- [Job]
Put the entry lines below into a Markdown table with the columns Row and Entry line, starting with the line that contains "Point out the dark" and going on through the line that contains "x=261 y=171". Number each row and leave out blank lines.

- [Material to process]
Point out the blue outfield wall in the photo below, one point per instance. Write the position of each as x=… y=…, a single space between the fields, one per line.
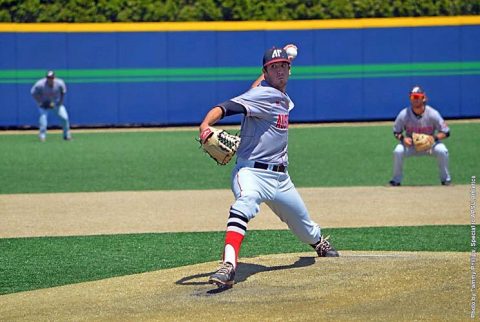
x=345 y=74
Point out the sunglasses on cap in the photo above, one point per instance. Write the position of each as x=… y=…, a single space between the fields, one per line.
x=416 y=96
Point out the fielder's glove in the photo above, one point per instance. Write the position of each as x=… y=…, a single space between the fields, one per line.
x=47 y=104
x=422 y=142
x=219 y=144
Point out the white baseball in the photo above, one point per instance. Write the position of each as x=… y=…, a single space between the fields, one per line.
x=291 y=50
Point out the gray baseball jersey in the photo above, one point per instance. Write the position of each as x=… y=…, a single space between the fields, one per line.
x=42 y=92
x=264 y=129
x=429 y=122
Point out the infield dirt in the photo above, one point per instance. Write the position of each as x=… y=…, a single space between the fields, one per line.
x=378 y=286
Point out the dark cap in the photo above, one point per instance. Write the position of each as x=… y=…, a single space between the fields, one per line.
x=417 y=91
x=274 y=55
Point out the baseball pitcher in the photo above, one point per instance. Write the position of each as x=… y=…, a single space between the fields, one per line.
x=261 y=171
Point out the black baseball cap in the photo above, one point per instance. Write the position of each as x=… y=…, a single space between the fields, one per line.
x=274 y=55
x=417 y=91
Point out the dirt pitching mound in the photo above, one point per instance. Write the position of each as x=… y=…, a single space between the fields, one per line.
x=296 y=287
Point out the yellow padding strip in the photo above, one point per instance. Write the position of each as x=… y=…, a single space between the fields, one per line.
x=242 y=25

--

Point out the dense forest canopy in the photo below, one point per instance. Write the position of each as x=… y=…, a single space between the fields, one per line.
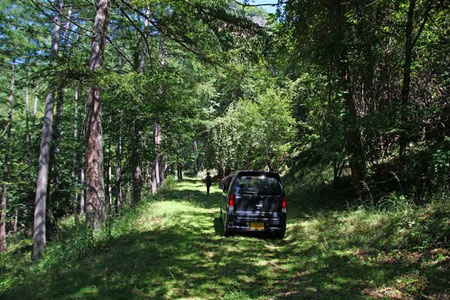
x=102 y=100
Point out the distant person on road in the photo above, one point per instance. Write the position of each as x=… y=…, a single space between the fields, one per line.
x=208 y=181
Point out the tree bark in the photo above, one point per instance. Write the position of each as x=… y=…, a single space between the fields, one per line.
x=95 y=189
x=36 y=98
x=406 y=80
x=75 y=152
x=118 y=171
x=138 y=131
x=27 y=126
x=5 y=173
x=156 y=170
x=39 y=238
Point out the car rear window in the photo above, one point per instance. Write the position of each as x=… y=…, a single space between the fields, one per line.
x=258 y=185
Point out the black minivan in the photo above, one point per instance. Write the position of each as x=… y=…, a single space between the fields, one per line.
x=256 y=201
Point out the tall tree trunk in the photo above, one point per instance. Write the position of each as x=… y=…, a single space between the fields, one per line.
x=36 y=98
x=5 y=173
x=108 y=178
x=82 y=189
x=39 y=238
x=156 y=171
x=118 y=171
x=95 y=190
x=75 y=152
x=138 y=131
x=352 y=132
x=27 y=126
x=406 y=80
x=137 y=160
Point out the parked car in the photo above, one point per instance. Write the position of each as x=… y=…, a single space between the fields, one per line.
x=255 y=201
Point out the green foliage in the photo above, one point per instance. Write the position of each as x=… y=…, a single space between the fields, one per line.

- [Right answer]
| Row | Entry line |
|---|---|
| 1 | Point out the dark cap in the photo above, one point per instance. Write the position of each as x=… y=…, a single space between the fields, one per line. |
| 2 | x=417 y=91 |
| 3 | x=274 y=55 |
| 4 | Point out the baseball pitcher in the photo above, one point per instance. Write the position of each as x=… y=…, a single space between the fields, one per line. |
| 5 | x=261 y=171 |